-------- EXTRAIT DU DOCUMENT --------

Aussitôt Huis clos sur le Net inauguré, les membres du réseau Twitter — toujours prompts à se défouler comme dans une cour de récréation — se sont amusés à écrire que Michel Sardou était mort, pour voir si la fausse information parviendrait à être crédible auprès des cobayes. Lesquels ont repéré sans mal le piège, puisque les messages parlant du soi-disant décès du chanteur était accompagné du mot-clé #huisclosnet.

Ensuite, cela a été une succession d’incompréhensions. «Est-ce que les journalistes embrigadés dans l’expérience ont le droit de cliquer sur les liens postés sur Twitter et Facebook?» A cette question, la réponse a tardé à venir. «On peut par exemple cliquer sur un article du Monde.fr si le lien est posté sur Twitter, mais une fois sur l’article, on n’a pas le droit de naviguer sur le site du Monde.fr (ni aucun autre site d’info, le temps que dure l’expérience, ndlr)», m’a expliqué l’un des participants. Une règle qui en a surpris plus d’un. S’empêcher de cliquer sur les liens est une aberration: la toile constitue avant tout une formidable machine à «contextualiser», via des liens entre des pages, entre des sites, dans un espace connecté et interconnecté en permanence. Françoise Dost reconnaît que le projet est un «labo dont les conditions ne sont pas celles de la vie». Etrange laboratoire…

Tout dépend de qui l’on suit

L’autre limite de l’exercice, c’est que la qualité des informations recueillies sur Twitter et Facebook dépend de la communauté des cinq participants sur ces deux réseaux. Autrement dit, dépend de qui sont leurs amis sur Facebook, et leurs «followings» sur Twitter. S’ils ont par exemple des amis ou des émetteurs d’infos soucieux de donner sur ces réseaux des infos utiles et variées, qui datent de moins de 24h, ils auront un aperçu de l’actualité du jour. Anticipant cet aspect, les candidats ont «défollowé» (retiré) de leur Twitter les comptes de médias avant de débuter le programme, arguant qu’il «faut bien se donner une limite». «Sur Twitter, la perception et le décodage du monde dépendent beaucoup des membres du réseau, dit Janic Tremblay, l’un des cinq journalistes. Ceux que vous suivez influencent votre compréhension du monde. C’est comme la télé. On n’est pas informé de la même façon en regardant CNN que Fox News. C’est l’avantage et l’inconvénient de Twitter. Le choix. Infini.»

--------

## À PRODUIRE
D'après l'extrait sur Huis clos sur le Net, qu'ont fait les candidats sur leur compte Twitter avant de débuter le programme ?

-------- ENTRÉES DE DONNÉES --------

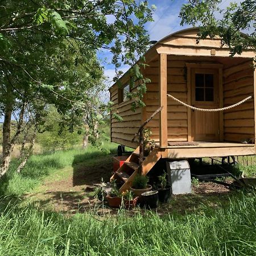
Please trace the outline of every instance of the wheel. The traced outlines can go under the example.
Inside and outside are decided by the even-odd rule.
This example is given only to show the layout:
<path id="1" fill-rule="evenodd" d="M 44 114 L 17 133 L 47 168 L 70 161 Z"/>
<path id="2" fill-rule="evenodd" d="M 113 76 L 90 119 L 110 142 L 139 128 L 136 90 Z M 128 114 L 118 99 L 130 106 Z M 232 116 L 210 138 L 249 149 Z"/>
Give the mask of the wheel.
<path id="1" fill-rule="evenodd" d="M 123 155 L 123 148 L 121 145 L 118 145 L 117 147 L 117 155 L 121 156 Z"/>
<path id="2" fill-rule="evenodd" d="M 230 155 L 229 156 L 223 156 L 221 159 L 221 164 L 229 164 L 233 166 L 237 164 L 237 162 L 236 161 L 234 156 Z"/>

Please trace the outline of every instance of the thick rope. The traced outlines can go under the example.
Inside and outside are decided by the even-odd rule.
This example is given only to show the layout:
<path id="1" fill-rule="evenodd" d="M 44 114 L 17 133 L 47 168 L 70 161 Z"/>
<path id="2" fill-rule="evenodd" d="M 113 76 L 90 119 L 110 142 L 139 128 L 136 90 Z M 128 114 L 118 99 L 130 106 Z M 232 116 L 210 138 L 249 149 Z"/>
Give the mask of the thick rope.
<path id="1" fill-rule="evenodd" d="M 189 105 L 186 104 L 185 103 L 180 101 L 177 98 L 176 98 L 175 97 L 172 96 L 172 95 L 167 94 L 167 96 L 170 97 L 172 100 L 174 100 L 175 101 L 177 101 L 178 102 L 180 103 L 180 104 L 183 105 L 183 106 L 185 106 L 187 108 L 189 108 L 191 109 L 193 109 L 194 110 L 197 110 L 197 111 L 205 111 L 206 112 L 216 112 L 218 111 L 226 110 L 227 109 L 232 109 L 232 108 L 236 107 L 236 106 L 243 104 L 243 102 L 245 102 L 248 100 L 250 100 L 250 98 L 253 98 L 253 96 L 249 96 L 247 98 L 245 98 L 245 99 L 243 99 L 242 101 L 241 101 L 239 102 L 236 103 L 236 104 L 232 105 L 231 106 L 227 106 L 225 108 L 222 108 L 221 109 L 200 109 L 199 108 L 196 108 L 193 106 L 190 106 Z"/>

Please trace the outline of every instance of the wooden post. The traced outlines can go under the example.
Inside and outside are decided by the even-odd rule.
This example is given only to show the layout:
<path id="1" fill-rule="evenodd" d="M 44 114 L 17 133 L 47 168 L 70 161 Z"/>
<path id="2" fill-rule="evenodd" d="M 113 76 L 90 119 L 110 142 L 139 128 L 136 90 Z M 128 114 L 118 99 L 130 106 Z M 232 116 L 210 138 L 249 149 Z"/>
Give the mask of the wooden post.
<path id="1" fill-rule="evenodd" d="M 159 145 L 160 147 L 167 147 L 167 56 L 160 53 L 159 55 L 159 106 L 163 109 L 159 113 Z"/>
<path id="2" fill-rule="evenodd" d="M 188 104 L 191 105 L 191 68 L 190 66 L 188 67 L 187 63 L 186 63 L 186 67 L 187 68 L 187 102 Z M 188 141 L 192 141 L 192 111 L 190 108 L 187 108 L 187 114 L 188 114 Z"/>
<path id="3" fill-rule="evenodd" d="M 256 65 L 256 63 L 253 62 L 254 65 Z M 256 68 L 254 68 L 254 154 L 256 154 Z"/>

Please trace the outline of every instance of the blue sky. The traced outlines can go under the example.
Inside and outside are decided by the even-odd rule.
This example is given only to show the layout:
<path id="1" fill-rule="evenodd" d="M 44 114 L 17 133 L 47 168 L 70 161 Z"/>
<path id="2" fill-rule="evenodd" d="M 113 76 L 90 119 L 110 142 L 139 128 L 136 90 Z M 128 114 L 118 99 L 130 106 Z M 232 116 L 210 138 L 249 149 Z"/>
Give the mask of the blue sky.
<path id="1" fill-rule="evenodd" d="M 222 0 L 220 7 L 225 9 L 231 2 L 240 3 L 241 0 Z M 149 0 L 148 2 L 150 5 L 156 6 L 153 15 L 154 21 L 147 23 L 146 26 L 150 40 L 158 41 L 170 34 L 188 27 L 188 26 L 181 27 L 180 25 L 180 19 L 179 18 L 180 9 L 183 4 L 188 2 L 187 0 Z M 113 20 L 111 20 L 110 18 L 110 22 L 111 21 Z M 113 84 L 112 79 L 115 76 L 114 67 L 110 63 L 112 55 L 109 52 L 104 51 L 98 56 L 100 58 L 106 60 L 104 65 L 105 74 L 109 77 L 106 87 L 109 88 Z M 120 69 L 126 72 L 129 68 L 129 66 L 123 66 Z M 108 97 L 108 93 L 102 95 L 104 95 L 102 98 Z"/>
<path id="2" fill-rule="evenodd" d="M 150 40 L 158 41 L 174 32 L 185 28 L 180 26 L 180 19 L 179 18 L 179 14 L 182 5 L 187 2 L 187 1 L 149 0 L 148 2 L 149 5 L 154 5 L 156 6 L 153 15 L 154 21 L 148 23 L 146 26 Z M 106 62 L 104 63 L 104 65 L 105 74 L 109 77 L 109 82 L 107 83 L 107 86 L 109 87 L 113 84 L 112 79 L 115 76 L 114 67 L 110 63 L 112 55 L 109 52 L 104 51 L 100 53 L 98 56 L 106 60 Z M 129 68 L 128 66 L 123 66 L 121 68 L 121 70 L 125 72 Z"/>

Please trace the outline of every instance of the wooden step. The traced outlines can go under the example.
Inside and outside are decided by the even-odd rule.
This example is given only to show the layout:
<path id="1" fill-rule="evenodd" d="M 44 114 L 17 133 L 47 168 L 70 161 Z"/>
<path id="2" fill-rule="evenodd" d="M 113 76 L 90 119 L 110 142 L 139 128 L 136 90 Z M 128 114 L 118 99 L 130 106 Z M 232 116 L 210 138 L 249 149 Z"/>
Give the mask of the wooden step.
<path id="1" fill-rule="evenodd" d="M 131 168 L 134 171 L 137 171 L 139 168 L 139 165 L 133 162 L 125 162 L 125 164 Z"/>
<path id="2" fill-rule="evenodd" d="M 126 182 L 130 177 L 130 175 L 128 174 L 121 171 L 117 171 L 115 174 L 125 182 Z"/>

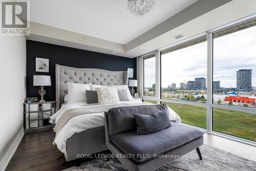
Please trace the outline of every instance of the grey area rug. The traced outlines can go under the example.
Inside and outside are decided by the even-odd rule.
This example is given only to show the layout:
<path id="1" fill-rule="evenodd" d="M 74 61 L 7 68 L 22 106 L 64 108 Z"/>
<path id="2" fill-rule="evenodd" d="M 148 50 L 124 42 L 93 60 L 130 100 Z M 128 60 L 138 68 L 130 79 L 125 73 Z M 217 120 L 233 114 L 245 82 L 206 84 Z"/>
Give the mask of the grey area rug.
<path id="1" fill-rule="evenodd" d="M 200 147 L 203 157 L 200 160 L 196 151 L 191 152 L 159 168 L 158 171 L 169 170 L 256 170 L 256 162 L 228 152 L 203 145 Z M 127 170 L 116 158 L 106 161 L 98 158 L 74 166 L 65 171 Z"/>

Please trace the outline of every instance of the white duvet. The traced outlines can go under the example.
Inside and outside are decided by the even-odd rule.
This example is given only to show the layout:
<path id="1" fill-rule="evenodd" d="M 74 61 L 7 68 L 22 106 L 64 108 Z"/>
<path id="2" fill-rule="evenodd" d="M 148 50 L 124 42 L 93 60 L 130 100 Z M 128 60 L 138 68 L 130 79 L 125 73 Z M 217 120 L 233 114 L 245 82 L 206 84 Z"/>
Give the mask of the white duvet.
<path id="1" fill-rule="evenodd" d="M 127 103 L 127 101 L 120 101 L 120 103 Z M 131 103 L 138 103 L 138 101 L 130 101 Z M 142 102 L 141 102 L 142 103 Z M 68 110 L 84 107 L 84 106 L 96 106 L 98 103 L 87 104 L 85 102 L 77 102 L 63 104 L 61 108 L 54 115 L 50 117 L 50 122 L 56 123 L 61 115 Z M 103 104 L 107 105 L 108 104 Z M 179 115 L 170 108 L 168 108 L 170 119 L 180 122 Z M 55 137 L 53 144 L 57 145 L 58 148 L 63 153 L 67 158 L 66 142 L 67 140 L 76 133 L 93 128 L 104 126 L 104 112 L 79 115 L 73 117 L 69 120 Z"/>

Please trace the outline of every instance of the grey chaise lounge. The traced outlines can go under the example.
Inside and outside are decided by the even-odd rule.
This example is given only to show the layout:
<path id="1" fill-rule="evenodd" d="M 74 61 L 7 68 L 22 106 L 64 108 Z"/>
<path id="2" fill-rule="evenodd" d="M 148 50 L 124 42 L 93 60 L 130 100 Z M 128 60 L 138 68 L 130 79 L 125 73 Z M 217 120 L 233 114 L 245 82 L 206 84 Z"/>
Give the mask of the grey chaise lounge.
<path id="1" fill-rule="evenodd" d="M 105 113 L 105 145 L 129 170 L 155 170 L 196 148 L 202 159 L 199 147 L 204 133 L 198 129 L 172 122 L 160 132 L 136 135 L 133 113 L 151 115 L 167 108 L 166 104 L 121 107 Z"/>

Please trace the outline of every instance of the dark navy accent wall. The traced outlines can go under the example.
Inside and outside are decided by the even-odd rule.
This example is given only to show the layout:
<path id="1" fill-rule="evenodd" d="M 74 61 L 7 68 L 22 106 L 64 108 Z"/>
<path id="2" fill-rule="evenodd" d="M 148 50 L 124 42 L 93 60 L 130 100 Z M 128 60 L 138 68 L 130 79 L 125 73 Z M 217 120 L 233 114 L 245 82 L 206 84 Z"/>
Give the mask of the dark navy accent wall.
<path id="1" fill-rule="evenodd" d="M 49 73 L 35 72 L 35 58 L 49 59 Z M 136 59 L 129 58 L 27 40 L 27 97 L 39 99 L 40 87 L 33 86 L 33 75 L 50 75 L 52 86 L 45 87 L 46 100 L 55 99 L 55 64 L 76 67 L 98 68 L 110 71 L 134 69 L 136 79 Z M 132 78 L 130 78 L 132 79 Z"/>

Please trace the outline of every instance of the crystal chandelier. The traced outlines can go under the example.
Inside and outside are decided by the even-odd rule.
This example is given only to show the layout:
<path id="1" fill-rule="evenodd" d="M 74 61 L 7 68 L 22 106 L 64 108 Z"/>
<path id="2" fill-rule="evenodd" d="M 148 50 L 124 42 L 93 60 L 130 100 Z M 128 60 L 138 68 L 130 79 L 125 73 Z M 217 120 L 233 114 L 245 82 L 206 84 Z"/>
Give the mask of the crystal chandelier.
<path id="1" fill-rule="evenodd" d="M 153 0 L 127 0 L 127 9 L 135 16 L 143 16 L 153 9 Z"/>

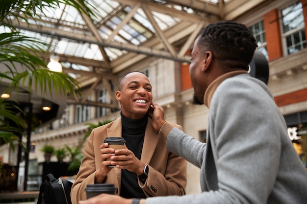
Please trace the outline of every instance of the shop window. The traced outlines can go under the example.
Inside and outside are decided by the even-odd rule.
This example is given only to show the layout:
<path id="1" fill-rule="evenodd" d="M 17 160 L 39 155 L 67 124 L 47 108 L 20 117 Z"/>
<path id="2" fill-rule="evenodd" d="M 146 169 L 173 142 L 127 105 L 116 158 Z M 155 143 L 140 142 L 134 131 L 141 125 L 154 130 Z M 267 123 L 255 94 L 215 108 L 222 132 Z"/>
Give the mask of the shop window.
<path id="1" fill-rule="evenodd" d="M 90 100 L 90 97 L 87 97 L 88 100 Z M 90 119 L 90 107 L 82 105 L 77 105 L 76 106 L 75 119 L 76 123 L 86 121 Z"/>
<path id="2" fill-rule="evenodd" d="M 107 90 L 106 88 L 102 88 L 98 91 L 97 100 L 98 102 L 105 103 L 108 101 Z M 109 109 L 105 107 L 101 107 L 97 109 L 97 117 L 102 117 L 107 114 Z"/>
<path id="3" fill-rule="evenodd" d="M 281 11 L 282 37 L 285 55 L 294 53 L 306 48 L 305 23 L 301 1 Z"/>
<path id="4" fill-rule="evenodd" d="M 265 39 L 265 30 L 263 21 L 260 21 L 253 25 L 249 27 L 249 29 L 254 35 L 257 42 L 258 47 L 257 49 L 261 52 L 269 60 L 269 55 L 266 48 L 266 40 Z"/>
<path id="5" fill-rule="evenodd" d="M 69 110 L 70 106 L 67 105 L 64 111 L 64 113 L 60 119 L 60 127 L 65 127 L 69 125 Z"/>

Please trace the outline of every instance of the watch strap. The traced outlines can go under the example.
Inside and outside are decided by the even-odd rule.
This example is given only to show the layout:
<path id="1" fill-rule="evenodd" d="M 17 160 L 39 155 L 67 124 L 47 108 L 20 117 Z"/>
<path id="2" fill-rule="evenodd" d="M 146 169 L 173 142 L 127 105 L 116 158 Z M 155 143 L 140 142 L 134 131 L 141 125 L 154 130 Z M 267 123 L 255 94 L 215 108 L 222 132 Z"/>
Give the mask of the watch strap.
<path id="1" fill-rule="evenodd" d="M 144 168 L 143 174 L 138 176 L 139 179 L 141 180 L 145 180 L 148 177 L 148 171 L 149 167 L 148 165 L 145 165 L 145 167 Z"/>

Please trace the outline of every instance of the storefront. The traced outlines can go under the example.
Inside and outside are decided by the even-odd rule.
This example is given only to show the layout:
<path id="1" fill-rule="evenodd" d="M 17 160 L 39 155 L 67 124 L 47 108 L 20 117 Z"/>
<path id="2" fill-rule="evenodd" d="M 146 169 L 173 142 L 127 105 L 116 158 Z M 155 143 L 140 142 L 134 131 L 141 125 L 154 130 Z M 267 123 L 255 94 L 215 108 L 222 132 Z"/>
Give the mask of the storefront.
<path id="1" fill-rule="evenodd" d="M 289 137 L 307 168 L 307 111 L 284 115 L 284 117 Z"/>

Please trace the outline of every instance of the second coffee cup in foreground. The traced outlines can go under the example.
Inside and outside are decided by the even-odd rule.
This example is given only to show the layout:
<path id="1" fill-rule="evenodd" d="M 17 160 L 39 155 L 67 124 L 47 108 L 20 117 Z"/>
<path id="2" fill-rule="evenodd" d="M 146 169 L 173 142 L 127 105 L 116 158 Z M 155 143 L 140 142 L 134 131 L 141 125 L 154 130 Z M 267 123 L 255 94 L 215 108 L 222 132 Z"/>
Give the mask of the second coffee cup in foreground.
<path id="1" fill-rule="evenodd" d="M 86 192 L 86 199 L 98 196 L 102 193 L 115 194 L 117 189 L 112 183 L 96 183 L 87 184 L 84 189 Z"/>
<path id="2" fill-rule="evenodd" d="M 104 143 L 109 144 L 109 147 L 113 149 L 114 150 L 124 149 L 124 145 L 126 144 L 126 140 L 123 137 L 106 137 Z M 107 161 L 110 160 L 110 158 L 106 159 Z M 116 167 L 116 165 L 108 165 L 109 167 Z"/>

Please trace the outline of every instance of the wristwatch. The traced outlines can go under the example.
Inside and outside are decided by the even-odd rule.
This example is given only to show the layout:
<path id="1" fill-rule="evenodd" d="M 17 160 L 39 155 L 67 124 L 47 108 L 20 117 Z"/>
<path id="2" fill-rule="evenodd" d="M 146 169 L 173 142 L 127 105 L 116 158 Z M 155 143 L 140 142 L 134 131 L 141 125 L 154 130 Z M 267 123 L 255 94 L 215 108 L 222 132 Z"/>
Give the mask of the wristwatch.
<path id="1" fill-rule="evenodd" d="M 144 173 L 143 174 L 138 176 L 139 179 L 141 181 L 146 180 L 148 177 L 148 171 L 149 171 L 149 168 L 148 165 L 145 165 L 145 167 L 144 168 Z"/>

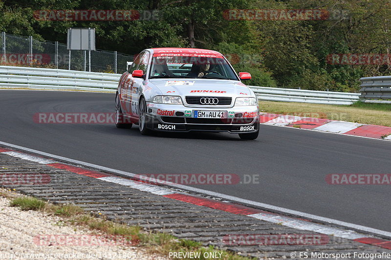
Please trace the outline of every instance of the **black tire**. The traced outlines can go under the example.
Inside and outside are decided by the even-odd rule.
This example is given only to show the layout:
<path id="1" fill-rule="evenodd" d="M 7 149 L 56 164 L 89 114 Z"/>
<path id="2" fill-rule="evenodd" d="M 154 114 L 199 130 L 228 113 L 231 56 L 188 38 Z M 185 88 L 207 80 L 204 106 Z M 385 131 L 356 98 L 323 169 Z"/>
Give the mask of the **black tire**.
<path id="1" fill-rule="evenodd" d="M 117 128 L 130 128 L 133 124 L 131 123 L 123 123 L 124 120 L 124 115 L 121 109 L 119 103 L 119 97 L 118 94 L 115 95 L 115 114 L 114 114 L 114 122 Z"/>
<path id="2" fill-rule="evenodd" d="M 260 129 L 259 129 L 257 132 L 254 133 L 250 133 L 249 134 L 239 134 L 239 137 L 242 140 L 255 140 L 258 137 L 260 134 Z"/>
<path id="3" fill-rule="evenodd" d="M 152 131 L 147 128 L 147 104 L 144 98 L 138 102 L 138 128 L 140 133 L 143 136 L 150 135 Z"/>

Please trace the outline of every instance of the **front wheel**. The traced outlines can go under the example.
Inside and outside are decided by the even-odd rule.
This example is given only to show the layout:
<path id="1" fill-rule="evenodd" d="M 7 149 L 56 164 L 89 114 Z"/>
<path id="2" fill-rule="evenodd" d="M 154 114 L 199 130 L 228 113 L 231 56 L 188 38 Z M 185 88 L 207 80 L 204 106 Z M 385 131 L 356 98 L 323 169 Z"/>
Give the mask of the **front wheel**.
<path id="1" fill-rule="evenodd" d="M 254 140 L 257 139 L 260 134 L 260 129 L 258 129 L 255 133 L 250 133 L 249 134 L 239 134 L 239 137 L 242 140 Z"/>
<path id="2" fill-rule="evenodd" d="M 138 127 L 140 133 L 143 136 L 150 135 L 152 131 L 147 128 L 147 104 L 144 98 L 141 98 L 138 103 Z"/>

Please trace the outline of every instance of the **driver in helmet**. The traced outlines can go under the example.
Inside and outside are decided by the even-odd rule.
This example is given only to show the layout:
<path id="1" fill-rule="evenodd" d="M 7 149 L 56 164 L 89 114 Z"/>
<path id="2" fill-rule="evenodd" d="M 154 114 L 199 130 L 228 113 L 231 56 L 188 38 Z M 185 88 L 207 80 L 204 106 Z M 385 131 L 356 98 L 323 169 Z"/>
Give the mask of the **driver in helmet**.
<path id="1" fill-rule="evenodd" d="M 200 58 L 196 62 L 193 63 L 192 70 L 187 74 L 187 77 L 203 77 L 206 71 L 209 70 L 211 63 L 206 58 Z"/>

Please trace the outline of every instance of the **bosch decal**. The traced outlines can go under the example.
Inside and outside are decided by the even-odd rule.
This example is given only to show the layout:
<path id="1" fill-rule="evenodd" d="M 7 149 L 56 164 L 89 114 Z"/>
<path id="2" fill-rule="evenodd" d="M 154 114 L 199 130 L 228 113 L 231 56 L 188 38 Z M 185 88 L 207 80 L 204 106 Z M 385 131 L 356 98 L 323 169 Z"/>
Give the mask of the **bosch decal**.
<path id="1" fill-rule="evenodd" d="M 251 131 L 254 130 L 255 127 L 255 125 L 252 125 L 251 126 L 240 126 L 240 131 Z"/>
<path id="2" fill-rule="evenodd" d="M 175 125 L 158 124 L 157 128 L 159 129 L 175 130 Z"/>

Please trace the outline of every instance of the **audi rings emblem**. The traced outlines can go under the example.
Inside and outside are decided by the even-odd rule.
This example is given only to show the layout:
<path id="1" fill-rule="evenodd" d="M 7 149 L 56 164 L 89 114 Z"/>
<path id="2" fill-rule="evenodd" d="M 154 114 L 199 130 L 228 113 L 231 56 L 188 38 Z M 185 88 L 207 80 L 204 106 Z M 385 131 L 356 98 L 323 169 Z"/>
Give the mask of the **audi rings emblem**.
<path id="1" fill-rule="evenodd" d="M 216 98 L 201 98 L 199 102 L 203 105 L 217 105 L 218 103 L 218 99 Z"/>

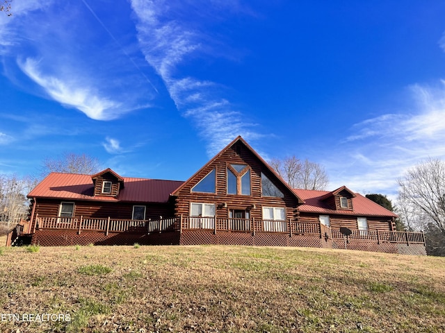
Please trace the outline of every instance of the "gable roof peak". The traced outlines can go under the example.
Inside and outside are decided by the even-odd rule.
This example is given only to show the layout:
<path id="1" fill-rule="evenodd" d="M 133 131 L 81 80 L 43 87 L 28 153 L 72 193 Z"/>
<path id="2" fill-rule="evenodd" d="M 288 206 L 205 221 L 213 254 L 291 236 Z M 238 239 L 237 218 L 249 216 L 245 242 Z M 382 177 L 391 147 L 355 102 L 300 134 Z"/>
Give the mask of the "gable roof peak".
<path id="1" fill-rule="evenodd" d="M 219 153 L 218 153 L 213 158 L 211 158 L 209 162 L 207 162 L 207 163 L 206 163 L 202 168 L 200 168 L 196 173 L 195 173 L 195 174 L 193 174 L 190 178 L 188 178 L 186 182 L 184 182 L 184 184 L 182 184 L 182 185 L 181 185 L 179 187 L 178 187 L 172 194 L 172 195 L 175 196 L 177 195 L 177 194 L 184 188 L 185 187 L 187 184 L 191 181 L 192 179 L 193 179 L 195 177 L 196 177 L 198 173 L 200 173 L 200 172 L 204 168 L 206 168 L 208 165 L 211 164 L 212 162 L 213 162 L 215 160 L 216 160 L 218 158 L 219 158 L 220 156 L 222 156 L 225 152 L 226 152 L 228 149 L 229 149 L 231 147 L 232 147 L 234 144 L 236 144 L 237 142 L 241 142 L 241 144 L 243 144 L 245 148 L 250 151 L 250 153 L 252 153 L 254 156 L 255 156 L 259 160 L 259 162 L 264 165 L 264 166 L 266 166 L 266 168 L 267 168 L 269 171 L 274 175 L 274 176 L 275 178 L 277 178 L 278 179 L 278 180 L 280 182 L 281 182 L 283 185 L 284 187 L 286 187 L 288 189 L 289 193 L 291 194 L 291 195 L 294 196 L 295 198 L 297 199 L 297 201 L 298 203 L 302 204 L 304 203 L 304 200 L 300 198 L 293 190 L 292 188 L 291 188 L 291 187 L 287 184 L 287 182 L 286 182 L 284 180 L 283 180 L 283 179 L 277 173 L 277 172 L 273 170 L 273 169 L 258 154 L 258 153 L 257 153 L 255 151 L 255 150 L 252 148 L 249 144 L 248 144 L 245 140 L 244 139 L 243 139 L 243 137 L 241 135 L 237 136 L 234 140 L 232 141 L 232 142 L 230 142 L 229 144 L 227 144 L 225 148 L 223 148 Z"/>
<path id="2" fill-rule="evenodd" d="M 356 194 L 353 191 L 352 191 L 350 189 L 349 189 L 345 185 L 343 185 L 342 187 L 339 187 L 338 189 L 334 189 L 334 191 L 331 191 L 330 192 L 327 192 L 326 194 L 325 194 L 324 196 L 321 196 L 320 198 L 321 200 L 327 199 L 327 198 L 330 198 L 331 196 L 337 196 L 341 191 L 346 191 L 347 192 L 348 192 L 350 194 L 352 198 L 355 198 L 355 196 L 356 196 Z"/>
<path id="3" fill-rule="evenodd" d="M 111 169 L 110 169 L 110 168 L 106 168 L 105 170 L 102 170 L 102 171 L 98 172 L 97 173 L 92 175 L 91 176 L 91 178 L 92 179 L 96 179 L 97 177 L 100 177 L 101 176 L 103 176 L 105 173 L 111 173 L 114 177 L 116 178 L 116 179 L 119 182 L 123 182 L 124 181 L 124 178 L 122 178 L 120 176 L 119 176 L 115 171 L 111 170 Z"/>

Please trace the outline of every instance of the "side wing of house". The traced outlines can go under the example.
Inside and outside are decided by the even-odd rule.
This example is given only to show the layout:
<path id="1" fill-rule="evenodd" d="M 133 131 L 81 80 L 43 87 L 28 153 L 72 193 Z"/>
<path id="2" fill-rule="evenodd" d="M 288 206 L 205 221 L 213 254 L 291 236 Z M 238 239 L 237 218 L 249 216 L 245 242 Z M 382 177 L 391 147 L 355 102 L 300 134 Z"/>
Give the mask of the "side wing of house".
<path id="1" fill-rule="evenodd" d="M 332 229 L 395 230 L 397 215 L 346 187 L 329 192 L 294 191 L 305 200 L 300 207 L 301 221 L 319 221 Z"/>
<path id="2" fill-rule="evenodd" d="M 302 200 L 241 137 L 172 195 L 177 216 L 298 220 Z"/>
<path id="3" fill-rule="evenodd" d="M 35 230 L 38 216 L 41 225 L 44 221 L 54 223 L 81 216 L 114 220 L 171 217 L 174 205 L 170 194 L 181 184 L 122 178 L 109 169 L 92 176 L 52 173 L 28 195 L 32 203 L 30 230 Z"/>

--------

## RÉPONSE ATTENDUE
Ils ont retiré (« défollowé ») de leur Twitter les comptes de médias.